### [Exercise objective]
Reproduce word for word the stretch of the diabetes treatments text below from "In ex vivo studies, concern" through "human pancreatic islets.".

### [Document segment]
************

Diabetes treatments
المؤلف:
Holt, Richard IG, and Allan Flyvbjerg
المصدر:
Textbook of diabetes (2024)
الجزء والصفحة:
6th ed , page232-233
2025-12-01
84
Improved glycaemic levels can relieve glucotoxicity and restore, to some extent, β- cell function. However, there is discussion on the potential direct effects that currently available glucose- lowering therapies may exert on the preservation of β cells. Potential protective effects have been claimed with the use of DPP- 4 inhibitors , GLP- 1 receptor agonists, and pioglitazone. GLP- 1 receptor agonists protect β cells from lipotoxicity by increasing cell defences, reducing inflammatory response, and preventing autophagy inhibition. Glitazones can reduce oxidative stress, inflammation, and endoplasmic reticulum stress associated with lipotoxicity. Incubation of pancreatic islets of individuals with type 2 diabetes in the presence of therapeutic concentrations of metformin increases insulin content and the number and density of mature insulin gran ules, improves glucose- induced insulin release, and reduces apoptosis along with normalization of several markers of oxidative stress. Weight reduction and physical activity may exert a favourable effect on β- cell function of people with type 2 diabetes. Fat accumulation has been found in intrapancreatic adipocytes of these individuals and its reduction with a very low- calorie diet is associated with a recovery of first- phase insulin secretion. Exercise can also elicit a decrease of pancreatic fat, but can also enhance IL- 6. Administration of IL- 6 or elevated IL- 6 concentrations in response to exercise stimulate GLP- 1 secretion from intestinal L cells and pancreatic α cells, improving insulin secretion and glycaemia in experimental animals.
In ex vivo studies, concern has been expressed with respect to the effects of sulfonylureas on the β cell. In vitro experiments have shown increased β- cell apoptosis, although some difference may exist among different sulfonylureas. In isolated human pancreatic islets, glibenclamide but not repaglinide activates β- cell apoptosis. Other observations have indicated a reduced insulin content in pancreatic islets incubated in the presence of glimepiride, glibenclamide, and chlorpropamide, although no change in insulin release in response to glucose was observed with glimepiride. In cultured β- cell lines, no activation of apoptosis was found with gliclazide treatment along with some antioxidant effect noted in human pancreatic islets.
The real impact of these findings is still unclear. In the clinical setting, the durability of the glucose- lowering efficacy of sulfonylureas is claimed to be poorer than with other anti- diabetes agents. These findings are in keeping with animal studies showing that chronic glibenclamide treatment causes loss of insulin- secretory capacity due to β- cell hyperexcitability. However, the same studies also revealed rapid reversibility of this secretory failure, arguing against β- cell apoptosis or other cell death induced by sulfonylureas. In contrast, these findings support earlier observations showing in vivo restoration of β- cell response to sulfonylureas, once sustained sulfonylurea therapy was discontinued.
In summary, on the development of overt hyperglycaemia, several factors, including chronic hyperglycaemia, obesity, increased free fatty acid availability, persistent stimulation of β cells, and, potentially, the use of specific drugs, may contribute to the acceleration of the decline in insulin- secretory capacity of individuals with type 2 diabetes and progression of the disease. These accelerating factors promote common damage mechanisms, including oxidative stress, endoplasmic reticulum stress, inflammation, and immune system activation (Figure 1). Because of these mechanisms, a vicious cycle develops by which the ability of the β cells to cope with hyperglycaemia and insulin resistance becomes weaker and the impact of the accelerating factors becomes greater. These factors impair both the function and the survival of the β cells, although the relative contribution of the two remains to be established.

Fig1. Mechanisms of β- cell damage in type 2 diabetes. Environmental factors and genetic backgrounds interact to activate stress processes that contribute to functional abnormalities and also progressive loss/dedifferentiation of β cells. ER, endoplasmic reticulum. Source: Adapted from Halban et al. 2014.

************

### [Recorded information]
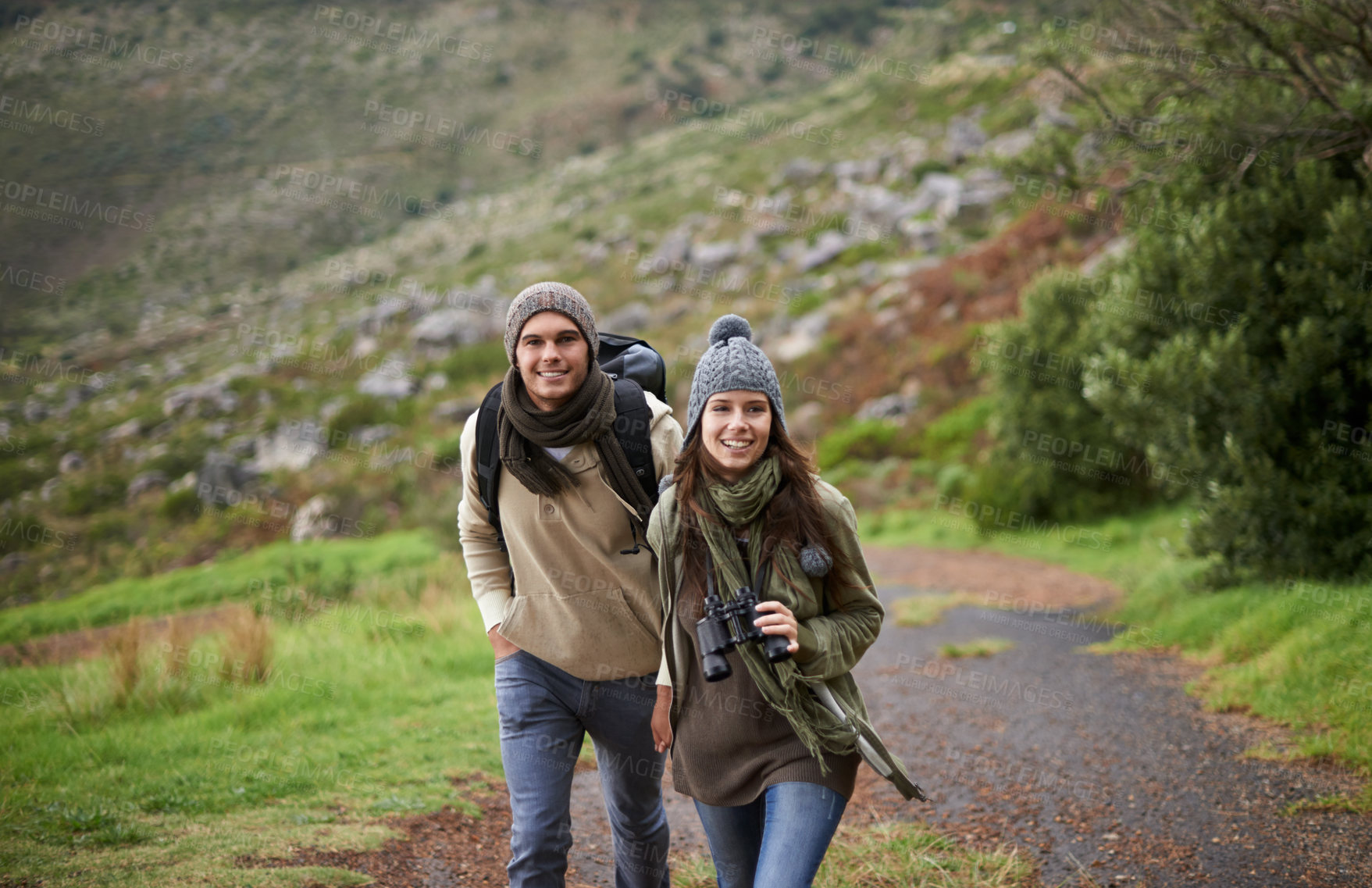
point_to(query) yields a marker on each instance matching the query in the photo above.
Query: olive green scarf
(782, 685)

************

### [Answer box]
In ex vivo studies, concern has been expressed with respect to the effects of sulfonylureas on the β cell. In vitro experiments have shown increased β- cell apoptosis, although some difference may exist among different sulfonylureas. In isolated human pancreatic islets, glibenclamide but not repaglinide activates β- cell apoptosis. Other observations have indicated a reduced insulin content in pancreatic islets incubated in the presence of glimepiride, glibenclamide, and chlorpropamide, although no change in insulin release in response to glucose was observed with glimepiride. In cultured β- cell lines, no activation of apoptosis was found with gliclazide treatment along with some antioxidant effect noted in human pancreatic islets.